## Ausgangstext
Hinsichtlich §4 Abs5 wurde in VfSlg. 9475/1982 und neuerlich in VfGH 29. Feber 1984 B103/79 - unter Hinweis auf das zur gleichen verfassungsrechtlichen Frage zur vergleichbaren Vorläuferbestimmung, nämlich §4 Abs6 EStG 1967, ergangene Erk. VfSlg. 6590/1971 - ausgesagt, daß keine Gleichheitsbedenken bestehen, auch wenn §4 Abs5 nur Reisen in größeren Entfernungen, hingegen §26 Z7 auch Reisen im Nahbereich der Dienststelle erfassen sollte. Denn §4 Abs5 schließe nicht aus, daß Aufwendungen für betriebliche Tätigkeiten außerhalb der Betriebsstätte (jedoch innerhalb des Ortsbereiches) einzeln nachgewiesen und als Betriebsausgaben in Rechnung gestellt werden können. Die Vergleichbarkeit der Regelung des §4 Abs5 mit §16 Abs1 Z9 bewirkt, daß gleiches auch für letztgenannten Regelungsbereich gilt. Auch Unselbständige können somit in jedem Fall Aufwendungen für ausschließlich beruflich veranlaßte Tätigkeiten außerhalb der Betriebsstätte (jedoch innerhalb des Ortsbereiches) einzeln nachweisen und als Werbungskosten in Rechnung stellen.

## Aufgabenstellung
A) Welche Vorläuferbestimmung zu §4 Abs5 wird im Ausgangstext als vergleichbar genannt?
B) Gib sämtliche Zeilen der folgenden Auflistung Wort für Wort wieder.

## Extrahierte Daten

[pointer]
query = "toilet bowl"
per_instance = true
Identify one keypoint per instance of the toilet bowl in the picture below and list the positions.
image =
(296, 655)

## Lösungen
A) §4 Abs6 EStG 1967.

B)
[pointer]
query = "toilet bowl"
per_instance = true
Identify one keypoint per instance of the toilet bowl in the picture below and list the positions.
image =
(296, 655)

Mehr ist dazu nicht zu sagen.